[Stored items]
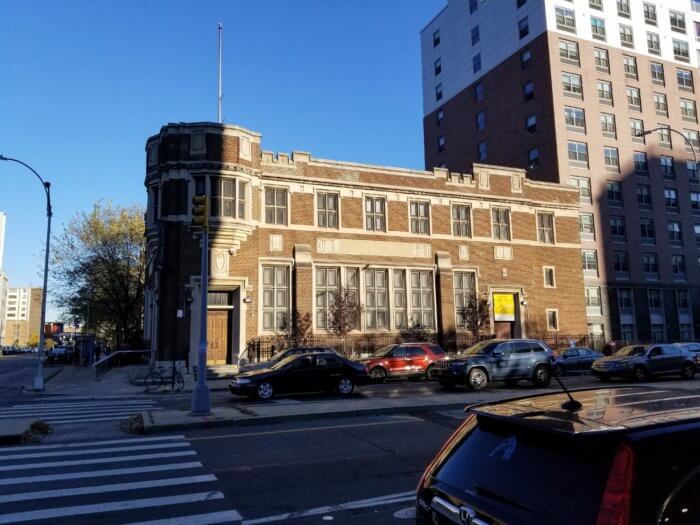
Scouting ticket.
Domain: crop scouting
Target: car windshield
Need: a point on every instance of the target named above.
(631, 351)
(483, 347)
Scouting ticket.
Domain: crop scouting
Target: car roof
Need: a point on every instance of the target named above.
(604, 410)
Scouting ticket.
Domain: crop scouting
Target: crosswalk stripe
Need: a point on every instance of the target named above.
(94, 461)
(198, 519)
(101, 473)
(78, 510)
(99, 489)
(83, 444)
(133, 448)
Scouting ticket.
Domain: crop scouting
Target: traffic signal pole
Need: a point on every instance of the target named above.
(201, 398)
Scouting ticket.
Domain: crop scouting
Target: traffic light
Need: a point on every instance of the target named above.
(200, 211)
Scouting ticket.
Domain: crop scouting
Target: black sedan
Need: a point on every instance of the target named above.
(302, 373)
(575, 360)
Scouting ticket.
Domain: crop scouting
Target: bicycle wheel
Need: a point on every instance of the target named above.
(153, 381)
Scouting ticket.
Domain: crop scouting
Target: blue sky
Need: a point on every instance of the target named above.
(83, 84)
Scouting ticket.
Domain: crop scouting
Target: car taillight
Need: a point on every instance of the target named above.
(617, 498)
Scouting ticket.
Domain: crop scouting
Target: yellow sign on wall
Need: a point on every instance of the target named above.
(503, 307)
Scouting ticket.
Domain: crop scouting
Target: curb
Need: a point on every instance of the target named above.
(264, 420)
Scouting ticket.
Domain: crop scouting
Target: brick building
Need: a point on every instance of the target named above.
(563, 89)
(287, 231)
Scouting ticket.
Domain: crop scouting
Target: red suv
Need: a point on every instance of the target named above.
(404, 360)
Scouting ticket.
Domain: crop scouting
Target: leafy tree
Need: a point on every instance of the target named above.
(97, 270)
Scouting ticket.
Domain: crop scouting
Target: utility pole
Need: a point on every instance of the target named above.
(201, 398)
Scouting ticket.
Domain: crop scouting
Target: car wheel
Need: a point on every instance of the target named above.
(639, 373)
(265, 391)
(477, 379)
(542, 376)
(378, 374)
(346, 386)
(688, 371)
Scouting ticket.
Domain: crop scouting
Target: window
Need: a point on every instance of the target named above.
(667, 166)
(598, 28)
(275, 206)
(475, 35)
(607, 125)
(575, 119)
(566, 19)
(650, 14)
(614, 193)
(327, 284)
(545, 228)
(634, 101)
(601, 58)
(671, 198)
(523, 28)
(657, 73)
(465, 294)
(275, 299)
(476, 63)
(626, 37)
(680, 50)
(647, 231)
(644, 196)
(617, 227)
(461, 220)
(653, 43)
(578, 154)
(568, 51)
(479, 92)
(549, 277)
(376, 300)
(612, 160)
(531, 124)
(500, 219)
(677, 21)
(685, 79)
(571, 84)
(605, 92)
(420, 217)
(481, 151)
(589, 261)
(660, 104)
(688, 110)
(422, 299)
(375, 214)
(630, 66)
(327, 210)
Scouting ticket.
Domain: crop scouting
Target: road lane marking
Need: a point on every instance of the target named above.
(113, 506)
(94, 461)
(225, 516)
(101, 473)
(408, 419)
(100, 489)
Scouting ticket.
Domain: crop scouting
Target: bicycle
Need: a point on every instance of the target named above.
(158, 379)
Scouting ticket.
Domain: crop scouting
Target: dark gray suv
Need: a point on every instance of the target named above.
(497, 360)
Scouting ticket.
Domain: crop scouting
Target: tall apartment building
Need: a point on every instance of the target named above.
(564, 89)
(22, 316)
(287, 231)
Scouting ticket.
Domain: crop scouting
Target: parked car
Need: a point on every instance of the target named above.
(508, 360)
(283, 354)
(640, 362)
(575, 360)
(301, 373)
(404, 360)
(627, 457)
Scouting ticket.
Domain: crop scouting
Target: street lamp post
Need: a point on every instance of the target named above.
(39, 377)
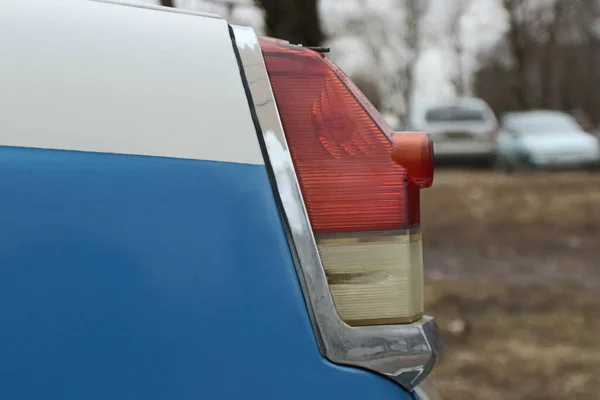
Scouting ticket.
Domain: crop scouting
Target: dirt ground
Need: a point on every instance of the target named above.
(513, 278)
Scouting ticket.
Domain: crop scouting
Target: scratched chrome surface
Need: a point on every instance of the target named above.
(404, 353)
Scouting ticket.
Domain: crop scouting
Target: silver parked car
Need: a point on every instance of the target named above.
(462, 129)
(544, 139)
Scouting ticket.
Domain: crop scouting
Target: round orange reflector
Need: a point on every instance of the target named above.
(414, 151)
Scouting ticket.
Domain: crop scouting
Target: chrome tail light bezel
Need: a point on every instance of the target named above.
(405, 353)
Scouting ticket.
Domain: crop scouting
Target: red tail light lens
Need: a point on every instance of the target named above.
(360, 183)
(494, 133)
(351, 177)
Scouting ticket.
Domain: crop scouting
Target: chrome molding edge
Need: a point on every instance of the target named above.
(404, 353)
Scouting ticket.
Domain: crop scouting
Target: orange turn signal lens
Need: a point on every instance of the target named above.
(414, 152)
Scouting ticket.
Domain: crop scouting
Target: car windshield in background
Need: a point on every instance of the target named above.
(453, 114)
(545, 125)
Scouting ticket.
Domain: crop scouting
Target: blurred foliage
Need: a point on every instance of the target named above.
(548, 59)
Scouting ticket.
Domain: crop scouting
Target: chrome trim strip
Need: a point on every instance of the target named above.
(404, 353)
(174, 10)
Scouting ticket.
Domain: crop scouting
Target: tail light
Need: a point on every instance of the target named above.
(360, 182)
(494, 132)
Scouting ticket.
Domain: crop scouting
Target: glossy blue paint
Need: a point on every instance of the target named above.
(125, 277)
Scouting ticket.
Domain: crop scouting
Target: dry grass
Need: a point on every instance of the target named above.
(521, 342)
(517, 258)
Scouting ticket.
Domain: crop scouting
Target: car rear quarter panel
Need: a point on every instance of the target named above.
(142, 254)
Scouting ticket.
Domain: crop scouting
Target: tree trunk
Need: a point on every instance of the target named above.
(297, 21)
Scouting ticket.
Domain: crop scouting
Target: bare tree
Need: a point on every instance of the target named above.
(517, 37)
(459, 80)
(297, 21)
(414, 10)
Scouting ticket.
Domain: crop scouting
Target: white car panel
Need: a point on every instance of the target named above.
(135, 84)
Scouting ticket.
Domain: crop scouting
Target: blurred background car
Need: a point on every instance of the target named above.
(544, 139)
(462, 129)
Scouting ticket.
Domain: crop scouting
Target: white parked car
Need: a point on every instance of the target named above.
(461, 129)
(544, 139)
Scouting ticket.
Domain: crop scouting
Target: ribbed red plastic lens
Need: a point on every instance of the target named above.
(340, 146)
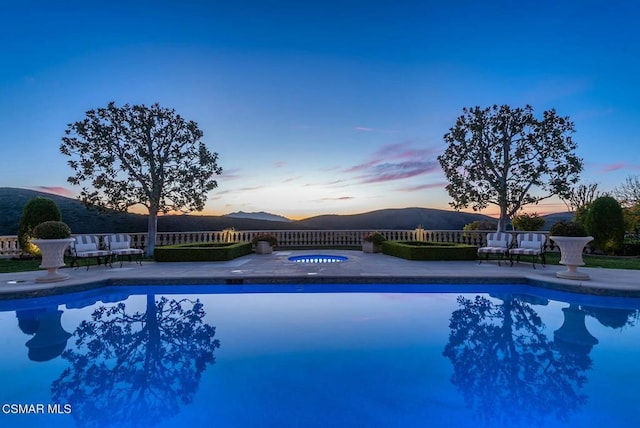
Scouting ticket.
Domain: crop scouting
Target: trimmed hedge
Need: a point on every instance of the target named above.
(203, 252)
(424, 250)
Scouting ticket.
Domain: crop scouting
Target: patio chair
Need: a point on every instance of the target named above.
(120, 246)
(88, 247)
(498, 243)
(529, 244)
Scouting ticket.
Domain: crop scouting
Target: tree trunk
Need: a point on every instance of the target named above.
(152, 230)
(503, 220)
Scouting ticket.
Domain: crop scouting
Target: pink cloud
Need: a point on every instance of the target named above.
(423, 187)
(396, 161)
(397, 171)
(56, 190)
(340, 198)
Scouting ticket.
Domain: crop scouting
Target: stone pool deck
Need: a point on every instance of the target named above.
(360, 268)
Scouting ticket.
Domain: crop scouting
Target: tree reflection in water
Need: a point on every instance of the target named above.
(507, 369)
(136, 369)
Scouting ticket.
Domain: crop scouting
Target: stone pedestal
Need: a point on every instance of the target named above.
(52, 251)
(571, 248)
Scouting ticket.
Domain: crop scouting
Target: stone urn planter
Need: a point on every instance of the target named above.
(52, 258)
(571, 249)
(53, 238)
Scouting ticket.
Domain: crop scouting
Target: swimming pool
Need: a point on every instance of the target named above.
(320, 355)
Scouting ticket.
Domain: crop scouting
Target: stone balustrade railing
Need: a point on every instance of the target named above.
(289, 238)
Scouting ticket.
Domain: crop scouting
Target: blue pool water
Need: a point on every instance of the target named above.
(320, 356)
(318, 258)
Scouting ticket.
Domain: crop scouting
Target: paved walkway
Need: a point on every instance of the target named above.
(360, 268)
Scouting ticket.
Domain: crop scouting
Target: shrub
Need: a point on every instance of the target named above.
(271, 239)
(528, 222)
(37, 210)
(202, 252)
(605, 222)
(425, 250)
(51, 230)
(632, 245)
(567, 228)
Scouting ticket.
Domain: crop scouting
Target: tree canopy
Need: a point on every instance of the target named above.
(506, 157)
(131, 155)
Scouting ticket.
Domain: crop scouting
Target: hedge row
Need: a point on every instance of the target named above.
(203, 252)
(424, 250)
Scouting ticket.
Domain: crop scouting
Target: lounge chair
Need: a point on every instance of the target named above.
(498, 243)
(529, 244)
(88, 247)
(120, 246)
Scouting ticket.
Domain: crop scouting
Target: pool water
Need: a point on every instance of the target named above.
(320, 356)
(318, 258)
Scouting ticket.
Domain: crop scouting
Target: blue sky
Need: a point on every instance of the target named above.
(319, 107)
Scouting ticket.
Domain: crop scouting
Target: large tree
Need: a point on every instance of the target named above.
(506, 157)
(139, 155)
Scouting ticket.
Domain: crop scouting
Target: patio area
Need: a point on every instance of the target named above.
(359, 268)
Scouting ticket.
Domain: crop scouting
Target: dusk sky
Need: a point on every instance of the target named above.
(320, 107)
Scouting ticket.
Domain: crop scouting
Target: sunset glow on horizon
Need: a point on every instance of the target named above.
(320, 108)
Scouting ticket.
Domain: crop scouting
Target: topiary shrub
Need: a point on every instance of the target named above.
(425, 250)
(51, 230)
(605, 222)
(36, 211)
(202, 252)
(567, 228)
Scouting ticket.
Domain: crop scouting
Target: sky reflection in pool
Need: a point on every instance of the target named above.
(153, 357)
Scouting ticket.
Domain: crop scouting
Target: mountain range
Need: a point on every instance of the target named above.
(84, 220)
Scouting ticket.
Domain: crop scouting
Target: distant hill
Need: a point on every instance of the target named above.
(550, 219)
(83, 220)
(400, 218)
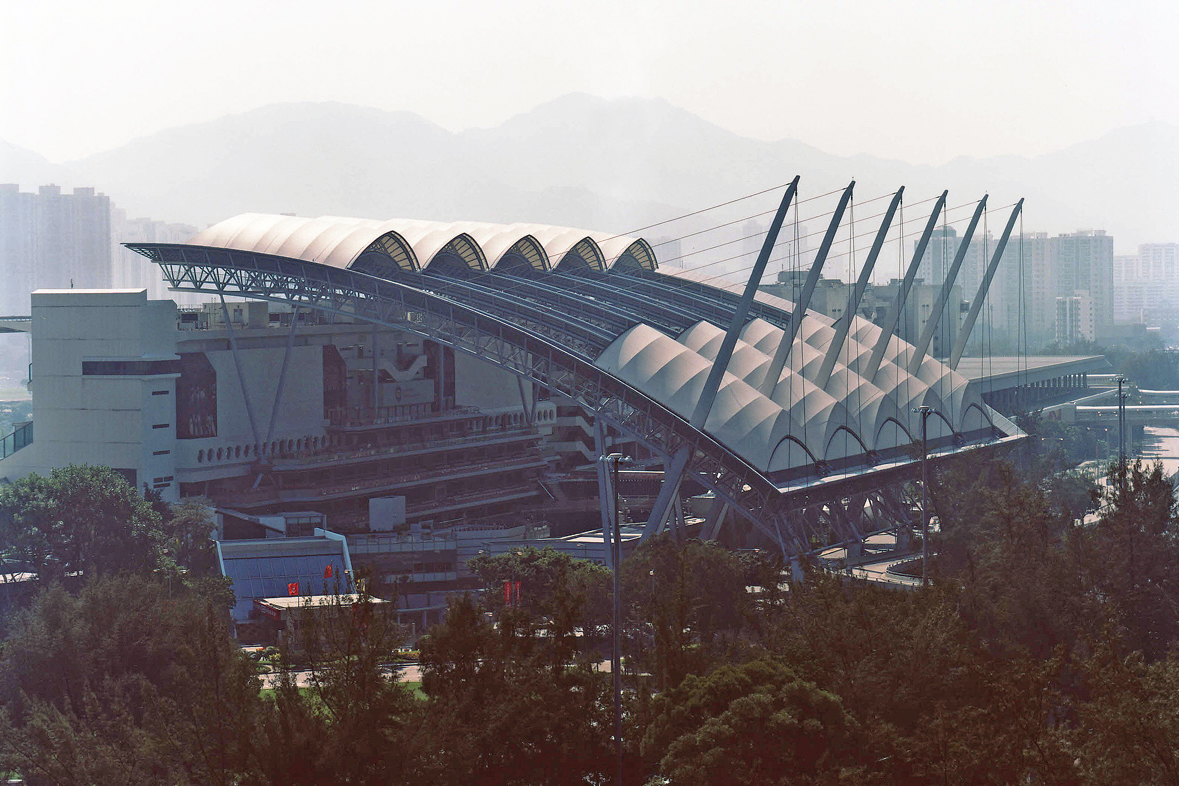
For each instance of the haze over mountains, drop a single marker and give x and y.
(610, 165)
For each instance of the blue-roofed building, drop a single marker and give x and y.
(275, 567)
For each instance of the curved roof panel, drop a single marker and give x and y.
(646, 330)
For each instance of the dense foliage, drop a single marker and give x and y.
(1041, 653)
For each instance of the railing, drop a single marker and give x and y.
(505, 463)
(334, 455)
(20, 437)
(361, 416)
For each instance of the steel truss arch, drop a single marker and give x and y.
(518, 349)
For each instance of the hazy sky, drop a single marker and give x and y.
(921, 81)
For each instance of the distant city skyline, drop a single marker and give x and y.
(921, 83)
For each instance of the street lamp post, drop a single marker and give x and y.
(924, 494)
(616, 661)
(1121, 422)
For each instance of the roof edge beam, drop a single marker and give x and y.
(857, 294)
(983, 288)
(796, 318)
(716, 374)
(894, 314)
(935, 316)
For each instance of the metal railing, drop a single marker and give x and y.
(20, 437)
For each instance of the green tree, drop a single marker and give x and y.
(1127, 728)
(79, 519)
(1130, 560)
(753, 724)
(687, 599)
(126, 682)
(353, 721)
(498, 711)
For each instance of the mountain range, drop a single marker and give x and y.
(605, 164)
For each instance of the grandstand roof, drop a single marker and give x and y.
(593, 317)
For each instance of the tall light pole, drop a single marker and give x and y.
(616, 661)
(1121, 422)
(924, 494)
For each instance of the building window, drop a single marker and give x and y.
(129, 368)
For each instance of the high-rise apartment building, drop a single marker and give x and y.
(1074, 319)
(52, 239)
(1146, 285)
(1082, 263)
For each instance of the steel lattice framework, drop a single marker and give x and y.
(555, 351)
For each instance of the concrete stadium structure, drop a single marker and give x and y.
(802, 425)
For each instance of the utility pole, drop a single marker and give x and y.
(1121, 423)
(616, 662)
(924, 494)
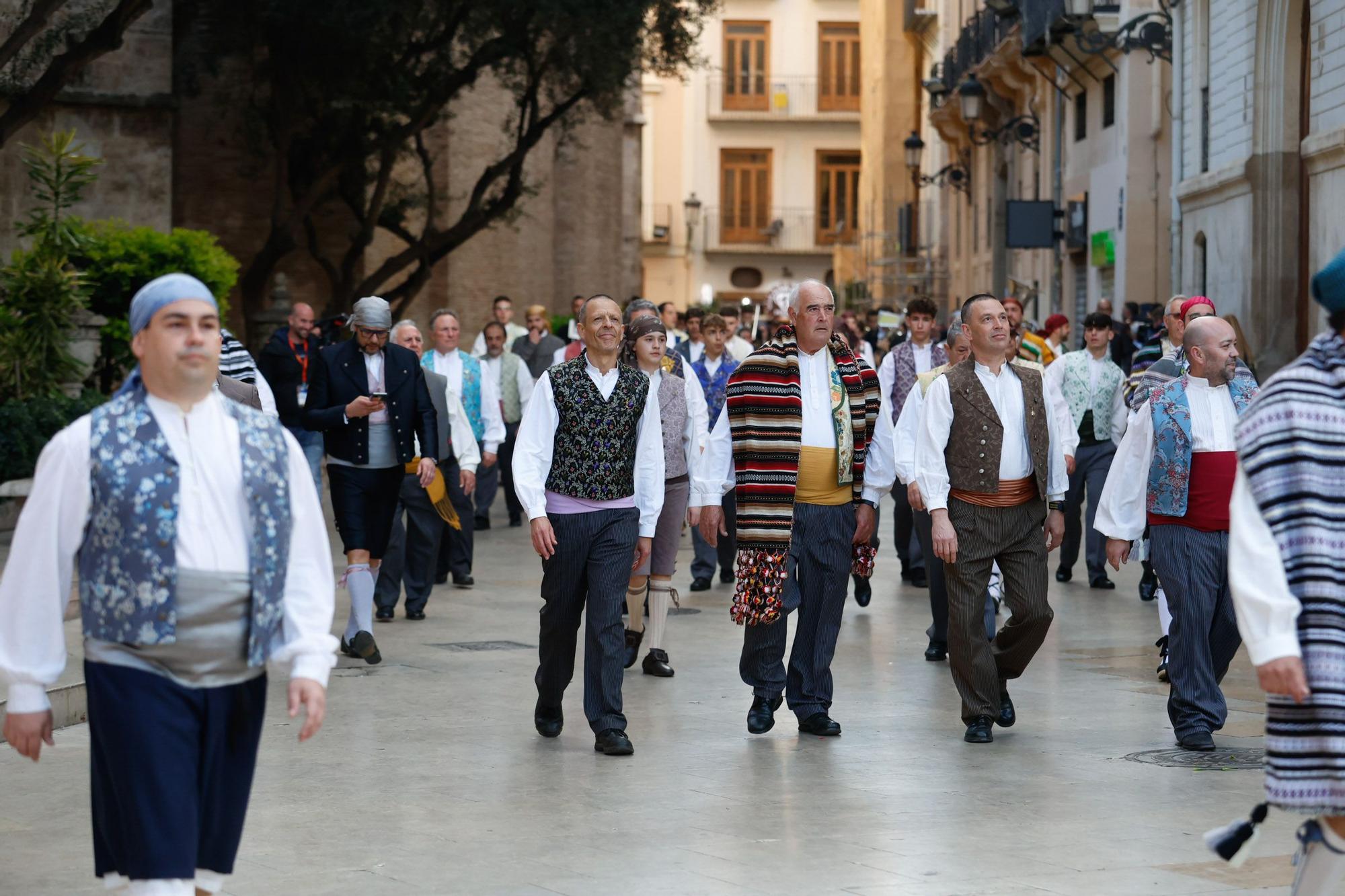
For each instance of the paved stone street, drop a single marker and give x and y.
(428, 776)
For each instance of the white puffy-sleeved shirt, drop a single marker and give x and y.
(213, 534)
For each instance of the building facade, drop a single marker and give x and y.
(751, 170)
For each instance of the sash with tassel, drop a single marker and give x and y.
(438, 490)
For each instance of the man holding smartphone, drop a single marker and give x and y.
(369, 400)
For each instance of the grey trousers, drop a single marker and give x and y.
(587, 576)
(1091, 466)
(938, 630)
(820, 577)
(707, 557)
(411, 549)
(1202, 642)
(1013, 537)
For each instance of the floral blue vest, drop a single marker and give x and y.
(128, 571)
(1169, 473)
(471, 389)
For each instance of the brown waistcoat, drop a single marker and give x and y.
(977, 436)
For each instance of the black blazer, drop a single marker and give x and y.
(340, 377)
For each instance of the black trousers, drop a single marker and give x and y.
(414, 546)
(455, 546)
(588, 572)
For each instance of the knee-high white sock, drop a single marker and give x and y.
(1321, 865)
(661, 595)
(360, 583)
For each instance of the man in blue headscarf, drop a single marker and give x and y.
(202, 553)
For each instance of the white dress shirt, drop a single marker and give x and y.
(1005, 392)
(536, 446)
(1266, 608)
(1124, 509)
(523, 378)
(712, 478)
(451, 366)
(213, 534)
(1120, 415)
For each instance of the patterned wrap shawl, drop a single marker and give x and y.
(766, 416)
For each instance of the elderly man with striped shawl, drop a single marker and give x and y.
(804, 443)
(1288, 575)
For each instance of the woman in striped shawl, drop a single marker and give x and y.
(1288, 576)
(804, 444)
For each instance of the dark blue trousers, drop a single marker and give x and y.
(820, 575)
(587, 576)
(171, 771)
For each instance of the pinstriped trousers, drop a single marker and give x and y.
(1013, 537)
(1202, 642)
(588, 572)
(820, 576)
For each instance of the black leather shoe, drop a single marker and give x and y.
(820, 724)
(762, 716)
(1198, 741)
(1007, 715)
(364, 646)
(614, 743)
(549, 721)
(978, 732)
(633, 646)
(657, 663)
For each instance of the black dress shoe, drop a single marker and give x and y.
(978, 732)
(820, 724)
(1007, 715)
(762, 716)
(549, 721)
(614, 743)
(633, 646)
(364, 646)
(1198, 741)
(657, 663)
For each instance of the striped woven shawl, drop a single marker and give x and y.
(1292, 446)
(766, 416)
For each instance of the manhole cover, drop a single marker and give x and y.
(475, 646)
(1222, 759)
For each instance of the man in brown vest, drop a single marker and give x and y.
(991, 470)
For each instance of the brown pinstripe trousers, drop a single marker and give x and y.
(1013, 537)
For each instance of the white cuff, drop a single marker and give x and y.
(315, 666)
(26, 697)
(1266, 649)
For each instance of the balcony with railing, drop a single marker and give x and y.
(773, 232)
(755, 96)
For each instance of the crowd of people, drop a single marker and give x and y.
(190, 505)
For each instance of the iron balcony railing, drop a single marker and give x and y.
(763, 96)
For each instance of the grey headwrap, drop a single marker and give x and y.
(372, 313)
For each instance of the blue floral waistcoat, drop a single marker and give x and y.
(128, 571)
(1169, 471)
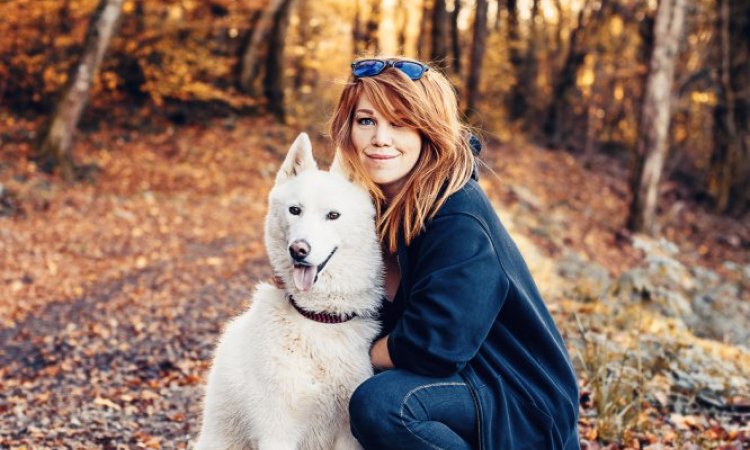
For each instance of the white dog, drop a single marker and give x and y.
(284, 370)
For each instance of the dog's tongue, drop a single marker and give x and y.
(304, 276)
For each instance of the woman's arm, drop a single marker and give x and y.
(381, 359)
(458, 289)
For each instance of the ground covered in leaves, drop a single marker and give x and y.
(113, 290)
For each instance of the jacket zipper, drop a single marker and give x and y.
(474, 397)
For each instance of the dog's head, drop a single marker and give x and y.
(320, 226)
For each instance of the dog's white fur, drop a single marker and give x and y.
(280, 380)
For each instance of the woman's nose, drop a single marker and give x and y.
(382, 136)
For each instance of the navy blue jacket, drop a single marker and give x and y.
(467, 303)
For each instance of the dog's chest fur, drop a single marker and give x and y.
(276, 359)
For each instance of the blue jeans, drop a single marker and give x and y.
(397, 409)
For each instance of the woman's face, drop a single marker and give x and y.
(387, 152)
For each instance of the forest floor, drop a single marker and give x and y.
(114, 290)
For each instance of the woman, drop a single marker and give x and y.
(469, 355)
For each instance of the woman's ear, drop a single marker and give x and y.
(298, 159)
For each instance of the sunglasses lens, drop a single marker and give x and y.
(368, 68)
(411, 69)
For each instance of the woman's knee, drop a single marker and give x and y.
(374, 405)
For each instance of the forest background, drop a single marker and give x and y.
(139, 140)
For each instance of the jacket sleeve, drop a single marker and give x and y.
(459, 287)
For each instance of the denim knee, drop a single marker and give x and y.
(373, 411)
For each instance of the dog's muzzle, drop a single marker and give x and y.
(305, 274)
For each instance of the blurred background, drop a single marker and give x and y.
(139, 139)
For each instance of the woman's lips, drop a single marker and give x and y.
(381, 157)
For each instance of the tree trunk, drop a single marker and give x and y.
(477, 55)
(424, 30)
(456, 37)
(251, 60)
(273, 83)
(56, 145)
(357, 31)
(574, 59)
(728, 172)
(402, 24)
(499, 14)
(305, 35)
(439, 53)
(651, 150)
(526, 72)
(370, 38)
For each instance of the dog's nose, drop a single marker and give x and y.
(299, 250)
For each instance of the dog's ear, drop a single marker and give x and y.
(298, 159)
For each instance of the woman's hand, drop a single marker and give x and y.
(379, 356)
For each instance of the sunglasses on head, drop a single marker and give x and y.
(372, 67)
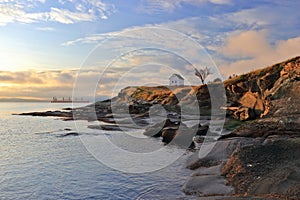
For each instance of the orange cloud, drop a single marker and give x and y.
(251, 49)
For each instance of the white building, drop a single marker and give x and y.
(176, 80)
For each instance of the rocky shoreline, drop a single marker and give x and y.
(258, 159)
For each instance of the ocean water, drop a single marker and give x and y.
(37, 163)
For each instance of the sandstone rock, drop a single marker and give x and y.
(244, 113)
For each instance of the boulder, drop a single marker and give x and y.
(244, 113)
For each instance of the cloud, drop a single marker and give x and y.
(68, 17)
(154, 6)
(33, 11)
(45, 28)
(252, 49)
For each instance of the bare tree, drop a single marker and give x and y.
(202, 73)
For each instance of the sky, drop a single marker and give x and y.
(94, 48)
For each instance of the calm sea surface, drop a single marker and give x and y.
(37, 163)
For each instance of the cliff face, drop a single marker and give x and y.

[Problem to solve] Task for the records above: copy every line in which the word "signal" occurs.

[Result]
Target: traffic signal pole
Target: orange turn signal lens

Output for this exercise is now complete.